## begin Selected excerpt

See also

@product

@product ( tasks_or_file_names, formatter(matching_formatter), [tasks_or_file_names, formatter(matching_formatter), ... ], output_pattern, [extra_parameters,...] )

Purpose:

Generates the Cartesian product, i.e. all vs all comparisons, between sets of input files.

The effect is analogous to the python itertools function of the same name, i.e. a nested for loop.

>>> from itertools import product
>>> # product('ABC', 'XYZ') --> AX AY AZ BX BY BZ CX CY CZ
>>> [ "".join(a) for a in product('ABC', 'XYZ')]
['AX', 'AY', 'AZ', 'BX', 'BY', 'BZ', 'CX', 'CY', 'CZ']

Only out of date tasks (comparing input and output files) will be run

Output file names and strings in the extra parameters are determined from tasks_or_file_names, i.e. from the output of up stream tasks, or a list of file names, after string replacement via formatter.

The replacement strings require an extra level of indirection to refer to parsed components:

  1. The first level refers to which set of inputs (e.g. A,B or P,Q or X,Y in the following example.)

## end Selected excerpt
## begin Information provided

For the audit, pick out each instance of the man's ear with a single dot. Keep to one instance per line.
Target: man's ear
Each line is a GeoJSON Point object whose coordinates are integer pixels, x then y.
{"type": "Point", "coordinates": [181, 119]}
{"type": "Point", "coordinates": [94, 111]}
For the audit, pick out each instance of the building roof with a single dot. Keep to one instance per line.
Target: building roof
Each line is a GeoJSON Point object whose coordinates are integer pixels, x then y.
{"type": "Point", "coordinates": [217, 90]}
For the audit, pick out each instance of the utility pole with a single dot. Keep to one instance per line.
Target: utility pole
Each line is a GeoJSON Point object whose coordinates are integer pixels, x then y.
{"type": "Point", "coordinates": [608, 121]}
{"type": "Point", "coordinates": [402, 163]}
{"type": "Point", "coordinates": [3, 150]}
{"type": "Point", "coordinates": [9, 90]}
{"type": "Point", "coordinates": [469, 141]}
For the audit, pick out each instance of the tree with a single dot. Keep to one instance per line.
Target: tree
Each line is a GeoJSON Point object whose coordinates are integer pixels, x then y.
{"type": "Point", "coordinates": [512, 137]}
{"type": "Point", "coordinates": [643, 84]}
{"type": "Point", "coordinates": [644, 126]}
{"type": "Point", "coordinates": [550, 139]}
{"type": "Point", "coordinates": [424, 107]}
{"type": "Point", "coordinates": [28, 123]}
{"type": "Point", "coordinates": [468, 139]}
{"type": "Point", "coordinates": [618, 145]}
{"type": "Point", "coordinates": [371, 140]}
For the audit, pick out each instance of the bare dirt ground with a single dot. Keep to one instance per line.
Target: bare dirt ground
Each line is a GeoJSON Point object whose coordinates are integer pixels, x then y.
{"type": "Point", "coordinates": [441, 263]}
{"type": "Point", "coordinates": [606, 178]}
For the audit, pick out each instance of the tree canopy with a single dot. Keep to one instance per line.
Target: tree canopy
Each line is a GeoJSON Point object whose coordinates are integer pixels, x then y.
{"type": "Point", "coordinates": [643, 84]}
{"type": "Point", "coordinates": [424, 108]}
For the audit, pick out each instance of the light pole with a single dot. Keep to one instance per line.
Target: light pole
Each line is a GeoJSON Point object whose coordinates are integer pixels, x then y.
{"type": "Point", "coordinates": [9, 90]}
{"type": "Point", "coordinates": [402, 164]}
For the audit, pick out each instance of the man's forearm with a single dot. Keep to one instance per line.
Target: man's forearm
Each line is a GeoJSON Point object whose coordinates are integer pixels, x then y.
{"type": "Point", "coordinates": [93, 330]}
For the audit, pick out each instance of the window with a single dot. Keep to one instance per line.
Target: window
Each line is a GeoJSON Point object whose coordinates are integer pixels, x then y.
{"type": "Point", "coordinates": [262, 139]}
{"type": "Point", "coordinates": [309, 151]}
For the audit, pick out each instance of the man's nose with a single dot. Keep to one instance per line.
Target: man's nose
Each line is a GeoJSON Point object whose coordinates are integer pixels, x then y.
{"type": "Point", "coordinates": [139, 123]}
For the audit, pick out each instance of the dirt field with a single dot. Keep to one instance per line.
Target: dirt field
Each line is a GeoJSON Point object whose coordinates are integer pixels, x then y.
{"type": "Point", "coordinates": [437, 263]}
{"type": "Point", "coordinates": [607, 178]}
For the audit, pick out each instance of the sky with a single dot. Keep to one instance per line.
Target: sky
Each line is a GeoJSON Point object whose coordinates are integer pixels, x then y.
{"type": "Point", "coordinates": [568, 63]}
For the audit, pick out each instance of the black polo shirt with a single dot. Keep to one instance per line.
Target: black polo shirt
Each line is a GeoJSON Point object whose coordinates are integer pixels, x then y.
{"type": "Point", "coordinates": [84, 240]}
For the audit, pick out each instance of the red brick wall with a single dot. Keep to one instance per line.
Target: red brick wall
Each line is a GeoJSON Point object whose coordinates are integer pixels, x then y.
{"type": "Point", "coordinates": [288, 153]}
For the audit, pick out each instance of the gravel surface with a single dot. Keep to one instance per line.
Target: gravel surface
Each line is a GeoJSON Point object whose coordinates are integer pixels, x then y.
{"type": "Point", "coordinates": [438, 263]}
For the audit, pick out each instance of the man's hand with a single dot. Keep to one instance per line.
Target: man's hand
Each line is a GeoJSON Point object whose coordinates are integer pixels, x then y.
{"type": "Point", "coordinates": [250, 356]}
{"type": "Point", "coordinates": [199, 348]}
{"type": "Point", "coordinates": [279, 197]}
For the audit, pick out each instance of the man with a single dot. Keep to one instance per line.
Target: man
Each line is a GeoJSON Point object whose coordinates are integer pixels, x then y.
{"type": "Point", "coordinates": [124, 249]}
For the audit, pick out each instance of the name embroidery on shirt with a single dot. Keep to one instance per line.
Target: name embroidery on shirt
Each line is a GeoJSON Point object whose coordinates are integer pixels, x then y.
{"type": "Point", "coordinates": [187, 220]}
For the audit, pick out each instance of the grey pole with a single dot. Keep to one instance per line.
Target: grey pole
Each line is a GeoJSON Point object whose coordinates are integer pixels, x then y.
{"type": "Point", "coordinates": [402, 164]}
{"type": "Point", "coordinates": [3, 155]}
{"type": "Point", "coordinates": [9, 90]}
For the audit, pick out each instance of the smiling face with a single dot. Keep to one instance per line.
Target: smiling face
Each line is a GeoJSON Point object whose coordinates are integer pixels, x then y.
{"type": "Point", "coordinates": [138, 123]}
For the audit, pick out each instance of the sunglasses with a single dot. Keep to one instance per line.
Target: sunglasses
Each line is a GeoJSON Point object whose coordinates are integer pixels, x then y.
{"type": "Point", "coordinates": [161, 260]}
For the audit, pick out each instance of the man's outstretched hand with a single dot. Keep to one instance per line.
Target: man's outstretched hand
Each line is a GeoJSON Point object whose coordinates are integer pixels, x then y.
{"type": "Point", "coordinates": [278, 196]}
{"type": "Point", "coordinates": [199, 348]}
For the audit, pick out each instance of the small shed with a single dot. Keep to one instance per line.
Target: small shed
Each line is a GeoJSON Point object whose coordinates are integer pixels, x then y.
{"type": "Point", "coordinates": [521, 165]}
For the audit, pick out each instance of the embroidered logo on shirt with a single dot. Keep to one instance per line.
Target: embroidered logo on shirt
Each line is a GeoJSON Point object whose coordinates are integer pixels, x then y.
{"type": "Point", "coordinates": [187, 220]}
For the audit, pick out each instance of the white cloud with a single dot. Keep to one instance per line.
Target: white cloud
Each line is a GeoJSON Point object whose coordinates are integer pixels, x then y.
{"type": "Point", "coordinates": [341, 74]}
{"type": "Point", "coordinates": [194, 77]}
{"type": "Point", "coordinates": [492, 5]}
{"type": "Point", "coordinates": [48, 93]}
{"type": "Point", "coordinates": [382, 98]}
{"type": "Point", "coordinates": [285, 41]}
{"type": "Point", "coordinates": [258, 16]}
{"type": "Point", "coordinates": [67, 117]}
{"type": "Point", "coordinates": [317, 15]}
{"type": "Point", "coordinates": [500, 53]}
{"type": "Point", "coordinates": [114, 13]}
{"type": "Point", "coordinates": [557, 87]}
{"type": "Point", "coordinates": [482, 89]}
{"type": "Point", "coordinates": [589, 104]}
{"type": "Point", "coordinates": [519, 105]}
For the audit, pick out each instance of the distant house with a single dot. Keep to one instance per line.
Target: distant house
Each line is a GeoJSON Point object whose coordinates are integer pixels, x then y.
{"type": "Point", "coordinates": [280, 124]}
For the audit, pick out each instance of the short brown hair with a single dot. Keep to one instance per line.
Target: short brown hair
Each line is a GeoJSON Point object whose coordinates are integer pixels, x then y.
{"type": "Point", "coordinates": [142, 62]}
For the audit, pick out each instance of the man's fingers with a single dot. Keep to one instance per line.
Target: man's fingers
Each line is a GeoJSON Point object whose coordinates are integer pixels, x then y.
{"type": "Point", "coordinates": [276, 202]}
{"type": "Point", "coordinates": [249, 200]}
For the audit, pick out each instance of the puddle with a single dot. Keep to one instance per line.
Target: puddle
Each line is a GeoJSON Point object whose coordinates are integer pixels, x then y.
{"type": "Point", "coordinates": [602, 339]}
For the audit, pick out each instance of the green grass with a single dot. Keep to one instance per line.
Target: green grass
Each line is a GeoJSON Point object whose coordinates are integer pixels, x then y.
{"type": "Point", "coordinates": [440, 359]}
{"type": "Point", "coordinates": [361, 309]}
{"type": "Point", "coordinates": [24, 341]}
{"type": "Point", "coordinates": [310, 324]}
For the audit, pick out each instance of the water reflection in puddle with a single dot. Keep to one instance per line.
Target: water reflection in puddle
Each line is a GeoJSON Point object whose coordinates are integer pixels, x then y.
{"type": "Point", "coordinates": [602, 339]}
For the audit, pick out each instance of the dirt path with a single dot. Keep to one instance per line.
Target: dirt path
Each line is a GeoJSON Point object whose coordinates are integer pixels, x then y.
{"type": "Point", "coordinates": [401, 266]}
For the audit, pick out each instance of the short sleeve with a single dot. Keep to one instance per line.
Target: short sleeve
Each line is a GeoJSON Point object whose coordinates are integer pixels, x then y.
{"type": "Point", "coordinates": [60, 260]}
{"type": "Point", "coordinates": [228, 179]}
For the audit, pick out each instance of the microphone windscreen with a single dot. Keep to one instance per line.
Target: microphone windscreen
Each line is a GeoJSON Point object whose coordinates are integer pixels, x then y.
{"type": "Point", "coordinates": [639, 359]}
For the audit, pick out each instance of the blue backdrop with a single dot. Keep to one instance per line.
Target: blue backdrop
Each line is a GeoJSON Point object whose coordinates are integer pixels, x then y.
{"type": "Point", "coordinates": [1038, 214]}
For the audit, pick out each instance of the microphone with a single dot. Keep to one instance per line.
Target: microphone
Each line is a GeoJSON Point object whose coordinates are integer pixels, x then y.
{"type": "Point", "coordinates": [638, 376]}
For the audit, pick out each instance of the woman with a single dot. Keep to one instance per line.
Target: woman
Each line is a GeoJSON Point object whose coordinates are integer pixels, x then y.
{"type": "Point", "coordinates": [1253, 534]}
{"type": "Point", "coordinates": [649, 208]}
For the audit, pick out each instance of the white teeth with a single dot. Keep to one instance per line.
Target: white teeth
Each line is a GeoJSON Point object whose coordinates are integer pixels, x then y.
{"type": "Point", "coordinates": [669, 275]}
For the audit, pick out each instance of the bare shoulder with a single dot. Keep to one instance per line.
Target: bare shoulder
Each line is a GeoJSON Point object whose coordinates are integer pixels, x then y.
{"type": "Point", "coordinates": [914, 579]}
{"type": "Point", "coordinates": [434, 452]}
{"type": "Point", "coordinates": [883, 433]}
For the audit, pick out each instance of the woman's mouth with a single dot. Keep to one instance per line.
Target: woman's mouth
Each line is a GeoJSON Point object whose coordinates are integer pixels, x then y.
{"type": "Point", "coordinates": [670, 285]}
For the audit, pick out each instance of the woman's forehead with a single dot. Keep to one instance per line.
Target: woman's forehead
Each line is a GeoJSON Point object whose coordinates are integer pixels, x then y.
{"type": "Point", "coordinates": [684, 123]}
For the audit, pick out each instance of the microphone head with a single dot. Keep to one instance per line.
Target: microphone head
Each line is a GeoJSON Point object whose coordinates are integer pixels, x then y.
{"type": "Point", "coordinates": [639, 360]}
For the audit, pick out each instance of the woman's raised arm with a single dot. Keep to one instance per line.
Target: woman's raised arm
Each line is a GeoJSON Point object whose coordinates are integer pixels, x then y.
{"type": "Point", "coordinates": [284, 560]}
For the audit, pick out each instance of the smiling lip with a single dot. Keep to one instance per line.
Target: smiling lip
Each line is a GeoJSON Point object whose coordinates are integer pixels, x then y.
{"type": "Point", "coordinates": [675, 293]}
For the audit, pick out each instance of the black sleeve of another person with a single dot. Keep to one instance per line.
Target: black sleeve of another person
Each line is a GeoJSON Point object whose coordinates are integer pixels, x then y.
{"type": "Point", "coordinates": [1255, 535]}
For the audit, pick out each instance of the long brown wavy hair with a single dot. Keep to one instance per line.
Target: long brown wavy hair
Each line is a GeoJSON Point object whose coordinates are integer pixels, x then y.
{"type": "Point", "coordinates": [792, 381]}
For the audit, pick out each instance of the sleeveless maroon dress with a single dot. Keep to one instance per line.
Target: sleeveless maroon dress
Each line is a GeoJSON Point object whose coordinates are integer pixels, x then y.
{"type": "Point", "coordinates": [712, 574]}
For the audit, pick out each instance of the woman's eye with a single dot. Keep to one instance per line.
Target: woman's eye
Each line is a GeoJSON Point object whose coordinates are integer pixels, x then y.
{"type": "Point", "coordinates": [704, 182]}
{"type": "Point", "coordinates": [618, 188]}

## end Information provided

Task description: Can you go on with the @product documentation, starting right after its last line? None of the items are needed.

Reply:
  2. The second level refers to which input file in any particular set of inputs.
For example, '{basename[2][0]}' is the basename for
  • the third set of inputs (X,Y) and
  • the first file name string in each Input of that set ("x.1_start" and "y.1_start")

Example:

Calculates the @product of A,B and P,Q and X, Y files

from ruffus import *
from ruffus.combinatorics import *

#   Three sets of initial files
@originate([ 'a.start', 'b.start'])
def create_initial_files_ab(output_file):
    with open(output_file, "w") as oo: pass

@originate([ 'p.start', 'q.start'])
def create_initial_files_pq(output_file):
    with open(output_file, "w") as oo: pass

@originate([ ['x.1_start', 'x.2_start'],
             ['y.1_start', 'y.2_start'] ])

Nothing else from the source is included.